> **Texte source**
═══
VIII.  Prise de 1933 à des fins ferroviaires

A.  Droit acquis par le CN

1.  Preuve : la « prise des terres »

[160]  Le décret CP 1184 daté du 2 juillet 1929 approuvait la construction par le CN d’une ligne secondaire entre St. Walburg (Saskatchewan) et Bonnyville (Alberta). Dans ce décret, il est question d’un plan de l’emplacement proposé.

[161]  Le 5 août 1930, par le décret CP 1776, le gouverneur en conseil a mis de côté des terres [traduction] « pour l’usage des Indiens à titre de réserve indienne de Makwa Lake nº 129B » (RCD, vol 1, MAK-000006).

[162]  En octobre 1930, le CN a avisé le MAI que l’[traduction] « emprise du chemin de fer dont le prolongement est prévu » toucherait les terres administrées par le MAI (RCD, vol 1, MAK-000008).

[163]  Le 31 mars 1932, le CN a avisé le MAI qu’il avait déposé un plan de l’emprise au bureau des titres fonciers, à Battleford. La date de dépôt ne figure pas au dossier, mais elle est postérieure à la date à laquelle la réserve a été mise de côté puisque, si le plan avait été déposé avant, les terres de l’emprise auraient déjà appartenu au CN.

[164]  La « prise de terres » dont parle l’intimée a été faite au titre de l’article 48 de la Loi des Indiens de 1927, qui prévoit qu’une compagnie possédant le pouvoir conféré par une loi d’exproprier des terrains peut exproprier des terres de réserve pour les besoins d’un ouvrage public, mais qu’elle ne peut le faire qu’avec le consentement du gouverneur en son conseil :

48. Nulle partie d’une réserve ne peut être expropriée pour les besoins d’un chemin de fer, d’une route, d’un ouvrage public ou d’un ouvrage destiné à quelque utilité publique sans le consentement du gouverneur en son conseil, mais toute compagnie ou autorité municipale ou locale possédant le pouvoir conféré par une loi, soit fédérale soit provinciale, d’exproprier ou utiliser des terrains ou quelque intérêt dans des terres, sans le consentement du propriétaire peut, avec le consentement du gouverneur en son conseil comme susdit, et subordonnément aux termes et conditions imposés par ce consentement, exercer ce pouvoir conféré par une loi à l’égard de toute réserve ou partie d’une réserve.
═══
> **Données fournies**

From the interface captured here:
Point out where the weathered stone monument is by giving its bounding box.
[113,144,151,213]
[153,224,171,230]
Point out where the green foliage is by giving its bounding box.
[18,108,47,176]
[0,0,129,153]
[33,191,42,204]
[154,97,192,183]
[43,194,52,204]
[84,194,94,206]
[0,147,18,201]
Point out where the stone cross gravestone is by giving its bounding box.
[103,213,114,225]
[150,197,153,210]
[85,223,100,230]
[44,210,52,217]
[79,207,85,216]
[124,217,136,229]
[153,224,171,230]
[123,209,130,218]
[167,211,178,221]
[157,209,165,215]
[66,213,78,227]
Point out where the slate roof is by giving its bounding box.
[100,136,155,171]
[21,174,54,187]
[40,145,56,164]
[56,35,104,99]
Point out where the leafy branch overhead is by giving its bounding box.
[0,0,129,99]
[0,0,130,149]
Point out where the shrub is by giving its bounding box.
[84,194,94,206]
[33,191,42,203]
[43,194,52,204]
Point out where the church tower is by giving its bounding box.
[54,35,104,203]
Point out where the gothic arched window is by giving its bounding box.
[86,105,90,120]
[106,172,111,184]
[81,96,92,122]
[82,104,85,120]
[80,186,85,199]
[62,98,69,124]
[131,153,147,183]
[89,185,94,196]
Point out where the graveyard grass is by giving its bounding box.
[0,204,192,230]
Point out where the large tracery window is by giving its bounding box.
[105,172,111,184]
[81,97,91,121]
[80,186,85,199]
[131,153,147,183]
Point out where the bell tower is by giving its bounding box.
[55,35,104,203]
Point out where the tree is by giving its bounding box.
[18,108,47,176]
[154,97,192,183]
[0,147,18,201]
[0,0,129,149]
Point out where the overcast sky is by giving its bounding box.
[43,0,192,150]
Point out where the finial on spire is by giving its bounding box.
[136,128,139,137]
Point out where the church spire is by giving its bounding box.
═══
> **Consigne**
Poursuivez le texte sur la prise de terres de la réserve de Makwa Lake par le CN en 1933, à partir de la fin de l'article 48 cité.

> **Réponse**
 2. En ce cas, une indemnité doit être versée aux Indiens de la bande, et l’exercice de ce pouvoir et l’expropriation des terres ou l’acquisition d’un intérêt dans ces terres, ainsi que la fixation et le versement de l’indemnité doivent, à moins de dispositions contraires dans l’arrêté en conseil qui fait preuve du consentement du gouverneur en son conseil, être régis par les prescriptions applicables à des procédures similaires prises par cette compagnie, ou cette autorité municipale ou locale dans des cas ordinaires.

[165]  Le 25 avril 1932, le CN a remis à M. MacKenzie, secrétaire du MAI, un plan d’arpentage montrant l’emprise et la gare sur une parcelle de terre située dans la section 23-58-22 W3 de la réserve, et l’a informé qu’il lui enverrait un autre plan concernant les terres situées dans les sections 26 et 36-58-22 W3. Ces plans ont été déposés au bureau des titres fonciers avant la date d’adoption du décret prévu à l’article 48. Ils n’ont pas été versés en preuve.

[166]  Dans l’exercice présumé du pouvoir conféré par l’article 48 de la Loi des Indiens de 1927, le gouverneur en conseil a, par le décret CP 1913–916 daté du 10 mai 1933, ordonné [traduction] « que lesdites terres soient, et elles sont par les présentes, transférées à ladite Compagnie des chemins de fer nationaux du Canada, conformément aux dispositions de l’article 48 de la Loi des Indiens » (RCD, vol 1, MAK-000041). Voici l’ensemble du texte :

[traduction]

ATTENDU QUE la Compagnie des chemins de fer nationaux du Canada a présenté une demande au ministère des Affaires indiennes afin d’obtenir quarante‑six acres et soixante‑sept centièmes d’acre de terres, plus ou moins, pour la construction d’une emprise et d’une gare dans la réserve indienne de Makwa nº 129B, de l’Agence indienne d’Onion Lake, dans la province de la Saskatchewan, que l’on peut décrire comme suit : -

Ces parcelles de terre situées dans la section 23 du canton 58, dans le rang 22, à l’ouest du troisième méridien — lesquelles figurent en rouge sur le plan enregistré nº A.Q. 1772 et contiennent au total 24,07 acres, plus ou moins — et ces parcelles situées dans les sections 26 et 36 du canton 58, dans le rang 22, à l’ouest du troisième méridien — lesquelles figurent en rouge sur le plan enregistré nº A.Q. 4312 et contiennent au total 22,60 acres, plus ou moins. Des copies sont enregistrées au ministère des Affaires indiennes sous les numéros RR 2499 et 2550.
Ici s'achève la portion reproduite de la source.